→ **PROBLEM DETAILS**:
In the Fair Work Commission decision below, how many workers did the dispute over redundancy pay entitlements concern?

→ **PAGE EXTRACT**:
_ _ _ _

Fonterra Brands (Australia) Pty Ltd v “Automotive, Food, Metals, Engineering, Printing and Kindred Industries Union” known as the Australian Manufacturing Workers' Union (AMWU)

Case

[2015] FWCFB 3423

27 MAY 2015

No judgment structure available for this case.

[2015] FWCFB 3423
FAIR WORK COMMISSION

DECISION


Fair Work Act 2009

s.604—Appeal of decision

Fonterra Brands (Australia) Pty Ltd
v
“Automotive, Food, Metals, Engineering, Printing and Kindred Industries Union” known as the Australian Manufacturing Workers’ Union (AMWU)
(C2015/490)

JUSTICE BOULTON, SENIOR DEPUTY PRESIDENT
DEPUTY PRESIDENT GOSTENCNIK
COMMISSIONER LEE

SYDNEY, 27 MAY 2015

Appeal against decision [2015] FWC 911 of Commissioner Ryan at Melbourne on 13 February 2015 in matter number C2014/1876 - meaning of ‘ordinary pay’ in an enterprise agreement.

[1] On 13 February 2015 a decision was given by Commissioner Ryan in a dispute which was referred to the Commission by the Australian Manufacturing Workers’ Union (AMWU) under section 739 of the Fair Work Act 2009 (the Act). The dispute concerned the redundancy pay entitlements of 34 workers employed by Fonterra Brands (Australia) Pty Ltd (Fonterra) at its Echuca factory under the Fonterra (Echuca) Agreement 2013 Part II (the Agreement).

[2] The matter in dispute between the parties concerned the meaning of ‘ordinary pay’ as it is used in clause 22.8 of the Agreement which deals with redundancy payments. Clause 22.8.1 provides as follows:

    “Each redundant employee shall receive a redundancy payment of four (4) weeks ordinary pay, and service payment of four (4) weeks for each completed twelve (12) months service or pro rata part thereof.”

_ _ _ _

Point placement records
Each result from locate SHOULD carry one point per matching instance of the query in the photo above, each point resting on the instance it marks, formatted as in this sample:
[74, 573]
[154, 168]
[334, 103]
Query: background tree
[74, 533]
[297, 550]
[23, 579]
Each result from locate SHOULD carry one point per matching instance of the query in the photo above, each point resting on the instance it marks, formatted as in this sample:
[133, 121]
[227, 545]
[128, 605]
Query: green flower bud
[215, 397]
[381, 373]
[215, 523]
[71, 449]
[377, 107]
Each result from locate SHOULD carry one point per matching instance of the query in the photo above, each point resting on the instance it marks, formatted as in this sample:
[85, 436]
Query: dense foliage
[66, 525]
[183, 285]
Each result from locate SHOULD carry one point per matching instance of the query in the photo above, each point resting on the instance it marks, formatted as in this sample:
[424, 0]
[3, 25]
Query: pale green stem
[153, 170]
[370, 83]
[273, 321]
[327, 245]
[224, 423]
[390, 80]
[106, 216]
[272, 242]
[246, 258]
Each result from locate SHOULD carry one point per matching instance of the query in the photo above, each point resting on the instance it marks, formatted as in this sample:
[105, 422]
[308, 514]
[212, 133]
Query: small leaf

_ _ _ _

→ **TASK RESPONSE**:
34 workers employed by Fonterra at its Echuca factory.